Annotation records
==========

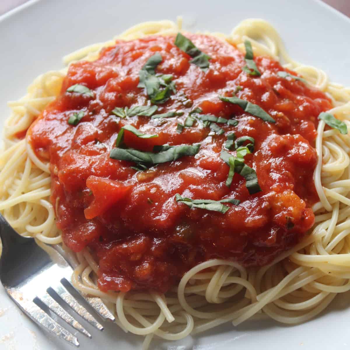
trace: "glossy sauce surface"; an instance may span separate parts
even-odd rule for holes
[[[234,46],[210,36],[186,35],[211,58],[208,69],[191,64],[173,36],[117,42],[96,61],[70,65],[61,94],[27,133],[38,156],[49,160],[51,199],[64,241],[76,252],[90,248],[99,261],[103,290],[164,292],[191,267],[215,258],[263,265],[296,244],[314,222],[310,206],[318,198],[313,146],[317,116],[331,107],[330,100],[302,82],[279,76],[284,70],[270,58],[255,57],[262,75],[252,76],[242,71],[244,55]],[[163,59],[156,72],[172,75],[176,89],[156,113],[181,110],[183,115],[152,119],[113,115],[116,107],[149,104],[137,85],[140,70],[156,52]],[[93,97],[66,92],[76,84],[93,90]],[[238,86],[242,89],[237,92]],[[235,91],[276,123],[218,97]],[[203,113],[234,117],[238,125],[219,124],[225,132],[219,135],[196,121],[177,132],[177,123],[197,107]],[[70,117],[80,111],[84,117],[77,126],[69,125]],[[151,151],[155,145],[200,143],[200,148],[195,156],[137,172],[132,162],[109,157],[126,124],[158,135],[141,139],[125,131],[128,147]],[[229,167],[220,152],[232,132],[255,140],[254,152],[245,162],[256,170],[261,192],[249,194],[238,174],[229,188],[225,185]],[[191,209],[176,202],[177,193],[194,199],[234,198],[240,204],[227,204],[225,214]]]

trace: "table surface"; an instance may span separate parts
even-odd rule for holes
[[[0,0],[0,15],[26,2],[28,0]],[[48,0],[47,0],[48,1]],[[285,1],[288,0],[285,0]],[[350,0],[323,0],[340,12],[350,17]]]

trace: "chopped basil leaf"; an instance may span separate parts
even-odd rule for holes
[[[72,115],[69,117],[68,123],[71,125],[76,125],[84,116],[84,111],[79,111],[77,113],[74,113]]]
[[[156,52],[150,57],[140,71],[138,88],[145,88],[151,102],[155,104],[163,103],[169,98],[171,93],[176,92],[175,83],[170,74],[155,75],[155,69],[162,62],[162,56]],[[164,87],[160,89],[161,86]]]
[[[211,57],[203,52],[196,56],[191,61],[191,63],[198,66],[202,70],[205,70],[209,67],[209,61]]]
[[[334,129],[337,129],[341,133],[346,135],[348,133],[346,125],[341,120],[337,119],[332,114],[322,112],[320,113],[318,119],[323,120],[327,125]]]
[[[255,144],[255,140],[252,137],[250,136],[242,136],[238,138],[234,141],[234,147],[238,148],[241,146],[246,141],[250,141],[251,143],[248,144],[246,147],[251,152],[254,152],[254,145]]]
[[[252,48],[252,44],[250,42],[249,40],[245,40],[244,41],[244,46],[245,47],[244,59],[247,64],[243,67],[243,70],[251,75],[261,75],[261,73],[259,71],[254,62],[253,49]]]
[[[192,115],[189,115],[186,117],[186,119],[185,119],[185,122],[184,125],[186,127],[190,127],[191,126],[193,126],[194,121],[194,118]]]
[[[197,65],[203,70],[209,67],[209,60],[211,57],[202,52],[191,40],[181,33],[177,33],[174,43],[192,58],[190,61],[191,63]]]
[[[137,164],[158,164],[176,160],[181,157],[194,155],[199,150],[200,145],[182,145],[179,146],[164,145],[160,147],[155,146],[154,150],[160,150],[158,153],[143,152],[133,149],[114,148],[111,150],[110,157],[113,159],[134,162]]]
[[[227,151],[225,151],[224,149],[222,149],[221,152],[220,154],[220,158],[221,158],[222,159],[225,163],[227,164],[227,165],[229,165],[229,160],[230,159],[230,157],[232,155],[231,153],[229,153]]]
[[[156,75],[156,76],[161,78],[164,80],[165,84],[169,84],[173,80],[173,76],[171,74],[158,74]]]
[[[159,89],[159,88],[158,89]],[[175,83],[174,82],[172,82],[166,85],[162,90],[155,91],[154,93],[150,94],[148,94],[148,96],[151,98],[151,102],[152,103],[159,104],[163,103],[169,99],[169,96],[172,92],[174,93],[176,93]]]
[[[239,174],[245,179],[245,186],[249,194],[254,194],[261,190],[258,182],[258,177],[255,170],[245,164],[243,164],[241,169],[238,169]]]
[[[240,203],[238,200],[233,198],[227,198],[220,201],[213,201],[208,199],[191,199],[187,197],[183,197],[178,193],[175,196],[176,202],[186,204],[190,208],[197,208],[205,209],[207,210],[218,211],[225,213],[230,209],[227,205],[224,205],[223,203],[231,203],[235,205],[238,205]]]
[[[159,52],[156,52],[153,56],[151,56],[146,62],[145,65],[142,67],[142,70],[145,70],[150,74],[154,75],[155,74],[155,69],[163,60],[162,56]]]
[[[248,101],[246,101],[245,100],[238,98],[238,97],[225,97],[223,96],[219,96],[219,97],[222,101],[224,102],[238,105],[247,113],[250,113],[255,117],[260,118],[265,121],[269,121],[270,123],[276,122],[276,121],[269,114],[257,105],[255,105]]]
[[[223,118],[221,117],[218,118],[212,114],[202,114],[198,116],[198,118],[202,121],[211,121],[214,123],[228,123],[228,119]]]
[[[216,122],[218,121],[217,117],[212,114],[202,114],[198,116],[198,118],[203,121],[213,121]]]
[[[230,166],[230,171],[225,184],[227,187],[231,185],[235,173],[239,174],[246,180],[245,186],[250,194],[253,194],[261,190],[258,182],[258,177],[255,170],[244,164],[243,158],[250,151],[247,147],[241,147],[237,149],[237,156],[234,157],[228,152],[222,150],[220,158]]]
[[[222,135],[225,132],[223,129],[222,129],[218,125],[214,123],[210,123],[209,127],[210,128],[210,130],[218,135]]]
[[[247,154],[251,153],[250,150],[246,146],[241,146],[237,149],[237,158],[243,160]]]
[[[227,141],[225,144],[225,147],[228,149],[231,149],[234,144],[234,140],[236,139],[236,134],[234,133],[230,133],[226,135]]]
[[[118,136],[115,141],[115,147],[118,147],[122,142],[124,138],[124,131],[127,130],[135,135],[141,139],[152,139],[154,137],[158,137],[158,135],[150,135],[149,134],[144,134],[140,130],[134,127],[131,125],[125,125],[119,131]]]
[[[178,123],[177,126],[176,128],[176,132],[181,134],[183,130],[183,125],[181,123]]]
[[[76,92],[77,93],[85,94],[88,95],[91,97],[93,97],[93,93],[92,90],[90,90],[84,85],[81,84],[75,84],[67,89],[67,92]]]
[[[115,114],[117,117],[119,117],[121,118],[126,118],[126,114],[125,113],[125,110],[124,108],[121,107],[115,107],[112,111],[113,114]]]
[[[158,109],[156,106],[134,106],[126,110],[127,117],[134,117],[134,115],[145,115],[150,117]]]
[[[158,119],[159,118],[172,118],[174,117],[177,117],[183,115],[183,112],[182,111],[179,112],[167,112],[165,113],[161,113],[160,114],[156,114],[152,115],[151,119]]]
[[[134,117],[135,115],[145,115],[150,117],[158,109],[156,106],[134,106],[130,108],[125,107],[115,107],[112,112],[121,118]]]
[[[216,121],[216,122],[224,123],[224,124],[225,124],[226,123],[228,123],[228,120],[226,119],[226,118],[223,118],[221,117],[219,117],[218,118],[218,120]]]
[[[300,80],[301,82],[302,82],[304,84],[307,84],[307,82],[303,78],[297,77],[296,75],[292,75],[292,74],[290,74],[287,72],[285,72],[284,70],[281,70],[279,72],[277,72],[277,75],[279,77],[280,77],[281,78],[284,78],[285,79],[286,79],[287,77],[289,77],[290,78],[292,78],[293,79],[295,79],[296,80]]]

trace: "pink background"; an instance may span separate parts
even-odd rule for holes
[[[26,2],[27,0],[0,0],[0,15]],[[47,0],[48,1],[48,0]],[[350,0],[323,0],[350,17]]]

==========

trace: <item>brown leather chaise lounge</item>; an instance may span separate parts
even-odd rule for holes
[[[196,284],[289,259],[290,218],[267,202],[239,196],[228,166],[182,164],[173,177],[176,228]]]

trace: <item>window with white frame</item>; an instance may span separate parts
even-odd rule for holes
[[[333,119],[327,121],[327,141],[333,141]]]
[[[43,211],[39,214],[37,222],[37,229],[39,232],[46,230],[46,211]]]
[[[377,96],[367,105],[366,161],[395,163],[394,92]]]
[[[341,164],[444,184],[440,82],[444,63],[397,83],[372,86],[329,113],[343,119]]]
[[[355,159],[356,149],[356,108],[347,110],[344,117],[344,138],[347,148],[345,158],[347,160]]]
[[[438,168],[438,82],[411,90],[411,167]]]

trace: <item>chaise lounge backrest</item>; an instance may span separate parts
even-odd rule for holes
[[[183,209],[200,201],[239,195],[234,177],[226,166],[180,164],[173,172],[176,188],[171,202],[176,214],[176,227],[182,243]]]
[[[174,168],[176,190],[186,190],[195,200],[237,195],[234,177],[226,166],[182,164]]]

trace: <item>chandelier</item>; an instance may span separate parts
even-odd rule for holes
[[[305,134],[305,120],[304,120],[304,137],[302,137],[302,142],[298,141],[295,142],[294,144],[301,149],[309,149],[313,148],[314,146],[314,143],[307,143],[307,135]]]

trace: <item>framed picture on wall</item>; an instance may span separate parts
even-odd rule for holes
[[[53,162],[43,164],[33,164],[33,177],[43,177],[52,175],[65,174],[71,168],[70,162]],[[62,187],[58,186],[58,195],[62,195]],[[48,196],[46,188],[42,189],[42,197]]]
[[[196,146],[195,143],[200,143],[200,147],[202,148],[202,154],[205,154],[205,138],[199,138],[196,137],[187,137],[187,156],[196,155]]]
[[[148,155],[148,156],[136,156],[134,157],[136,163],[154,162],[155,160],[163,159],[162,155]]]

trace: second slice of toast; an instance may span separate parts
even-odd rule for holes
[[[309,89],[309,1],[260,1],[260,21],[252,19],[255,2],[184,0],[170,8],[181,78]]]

==========

* What you are asked to do *
Please format the lines above as a Markdown table with the columns Row and Line, starting with the line containing "trace: <item>window with" and ending with the line containing "[[[438,168],[438,82],[411,90],[411,167]]]", both included. Number each line in the Row column and leave out any blank lines.

* Worked solution *
| Row | Line |
|---|---|
| 1 | trace: <item>window with white frame</item>; an instance may span separate parts |
| 2 | even-odd rule for holes |
| 3 | [[[333,119],[327,121],[327,141],[333,141]]] |
| 4 | [[[43,211],[39,214],[37,222],[37,229],[39,232],[46,230],[46,211]]] |
| 5 | [[[377,96],[367,105],[366,161],[395,163],[394,92]]] |
| 6 | [[[341,164],[444,184],[440,82],[444,63],[397,83],[372,86],[329,113],[343,119]]] |
| 7 | [[[355,159],[356,149],[356,108],[347,110],[344,117],[344,138],[347,148],[345,158],[347,160]]] |
| 8 | [[[438,168],[438,82],[411,90],[411,167]]] |